* What the task asks *
All of the data is to be repeated verbatim.

* Excerpted records *
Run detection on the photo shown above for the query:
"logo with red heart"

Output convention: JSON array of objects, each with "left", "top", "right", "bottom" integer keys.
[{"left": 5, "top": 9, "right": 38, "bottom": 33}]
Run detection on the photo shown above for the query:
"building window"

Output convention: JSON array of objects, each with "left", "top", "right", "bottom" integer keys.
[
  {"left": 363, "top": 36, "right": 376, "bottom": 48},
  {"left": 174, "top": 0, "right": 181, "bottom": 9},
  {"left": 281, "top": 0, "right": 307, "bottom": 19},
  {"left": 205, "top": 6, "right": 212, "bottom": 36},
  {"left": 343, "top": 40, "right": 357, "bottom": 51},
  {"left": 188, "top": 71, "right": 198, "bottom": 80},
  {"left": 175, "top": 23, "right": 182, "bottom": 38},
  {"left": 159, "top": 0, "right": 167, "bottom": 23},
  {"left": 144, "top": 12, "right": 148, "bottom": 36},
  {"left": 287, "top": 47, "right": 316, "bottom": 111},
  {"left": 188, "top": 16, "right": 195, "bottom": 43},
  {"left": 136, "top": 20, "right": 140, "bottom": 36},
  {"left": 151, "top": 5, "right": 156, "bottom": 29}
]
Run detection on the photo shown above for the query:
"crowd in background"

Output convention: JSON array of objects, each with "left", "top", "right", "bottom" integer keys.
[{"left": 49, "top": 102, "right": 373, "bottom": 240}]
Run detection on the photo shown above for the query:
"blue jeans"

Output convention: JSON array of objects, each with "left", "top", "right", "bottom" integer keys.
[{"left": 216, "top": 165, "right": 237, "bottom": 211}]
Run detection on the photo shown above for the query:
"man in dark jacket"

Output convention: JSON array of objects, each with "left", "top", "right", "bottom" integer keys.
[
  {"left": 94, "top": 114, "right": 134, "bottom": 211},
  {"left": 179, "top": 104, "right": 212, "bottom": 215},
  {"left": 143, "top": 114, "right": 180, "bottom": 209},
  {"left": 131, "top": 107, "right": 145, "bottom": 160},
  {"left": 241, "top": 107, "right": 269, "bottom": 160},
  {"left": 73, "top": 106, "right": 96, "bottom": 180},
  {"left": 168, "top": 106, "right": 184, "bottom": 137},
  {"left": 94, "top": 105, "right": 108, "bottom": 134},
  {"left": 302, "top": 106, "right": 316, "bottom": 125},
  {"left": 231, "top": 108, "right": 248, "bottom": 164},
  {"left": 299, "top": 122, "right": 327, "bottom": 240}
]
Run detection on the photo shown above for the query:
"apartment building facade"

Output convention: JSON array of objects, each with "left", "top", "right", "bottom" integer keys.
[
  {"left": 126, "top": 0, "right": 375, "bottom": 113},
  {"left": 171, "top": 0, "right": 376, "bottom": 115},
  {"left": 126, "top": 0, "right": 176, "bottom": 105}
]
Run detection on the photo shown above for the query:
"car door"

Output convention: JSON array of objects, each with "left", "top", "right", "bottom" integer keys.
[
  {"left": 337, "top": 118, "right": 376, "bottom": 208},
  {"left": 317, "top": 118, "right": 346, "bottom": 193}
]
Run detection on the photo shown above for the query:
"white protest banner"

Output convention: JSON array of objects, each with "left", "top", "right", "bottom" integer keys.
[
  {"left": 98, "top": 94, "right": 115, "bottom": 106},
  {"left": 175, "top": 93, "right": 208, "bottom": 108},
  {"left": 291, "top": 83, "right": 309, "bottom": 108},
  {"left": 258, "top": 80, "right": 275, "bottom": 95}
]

* Response to this exercise *
Run detection on the photo shown above for the query:
"logo with red heart"

Output convention: JSON array of objects, each with "left", "top", "right", "bottom" integer keys.
[{"left": 5, "top": 9, "right": 38, "bottom": 33}]
Run detection on the photo shown above for the query:
"building window"

Output convention: JSON array of objects, each with "left", "top", "right", "bottom" integer keys.
[
  {"left": 363, "top": 36, "right": 376, "bottom": 48},
  {"left": 174, "top": 0, "right": 181, "bottom": 9},
  {"left": 281, "top": 0, "right": 307, "bottom": 19},
  {"left": 205, "top": 6, "right": 212, "bottom": 36},
  {"left": 343, "top": 40, "right": 357, "bottom": 51},
  {"left": 188, "top": 71, "right": 198, "bottom": 80},
  {"left": 175, "top": 23, "right": 182, "bottom": 38},
  {"left": 159, "top": 0, "right": 167, "bottom": 23},
  {"left": 144, "top": 12, "right": 148, "bottom": 36},
  {"left": 287, "top": 47, "right": 316, "bottom": 111},
  {"left": 188, "top": 16, "right": 195, "bottom": 43},
  {"left": 136, "top": 20, "right": 140, "bottom": 36},
  {"left": 151, "top": 5, "right": 156, "bottom": 29}
]
Run detection on the photo shown above for the query:
"crowd in background"

Output convention: JSON array of objects, each with "left", "top", "right", "bottom" integer keys.
[{"left": 49, "top": 102, "right": 373, "bottom": 240}]
Run detection on the photo shown above for the query:
"blue jeans"

Output convention: JSON array of objects, each with "left", "top", "right", "bottom" integer keys.
[{"left": 216, "top": 165, "right": 237, "bottom": 211}]
Run detection on the photo shown above for the query:
"man in dark jacket"

Output convention: JSON array of objects, each with "left", "top", "right", "bottom" integer keys.
[
  {"left": 94, "top": 114, "right": 134, "bottom": 211},
  {"left": 179, "top": 104, "right": 212, "bottom": 215},
  {"left": 143, "top": 114, "right": 180, "bottom": 209},
  {"left": 131, "top": 107, "right": 145, "bottom": 160},
  {"left": 241, "top": 107, "right": 269, "bottom": 160},
  {"left": 73, "top": 106, "right": 96, "bottom": 180},
  {"left": 168, "top": 106, "right": 184, "bottom": 137},
  {"left": 94, "top": 105, "right": 108, "bottom": 134},
  {"left": 302, "top": 106, "right": 316, "bottom": 125},
  {"left": 231, "top": 108, "right": 248, "bottom": 164},
  {"left": 299, "top": 122, "right": 327, "bottom": 240}
]
Run detection on the photo shown above for the query:
"apartment building facade"

Output convention: JSON array of objects, each with "left", "top", "right", "bottom" integer keys.
[
  {"left": 126, "top": 0, "right": 375, "bottom": 113},
  {"left": 171, "top": 0, "right": 376, "bottom": 115},
  {"left": 126, "top": 0, "right": 176, "bottom": 105}
]
Run detection on the photo shown above for the query:
"car door"

Output convention: JSON array of objects, each with "left", "top", "right", "bottom" integer keys.
[
  {"left": 337, "top": 118, "right": 376, "bottom": 208},
  {"left": 317, "top": 118, "right": 346, "bottom": 193}
]
Run detection on the photo shown above for the query:
"white protest banner"

Output convention: JSON array of objects, each with "left", "top", "right", "bottom" integer keys.
[
  {"left": 98, "top": 94, "right": 115, "bottom": 106},
  {"left": 175, "top": 93, "right": 208, "bottom": 108},
  {"left": 291, "top": 83, "right": 309, "bottom": 108},
  {"left": 258, "top": 80, "right": 275, "bottom": 95}
]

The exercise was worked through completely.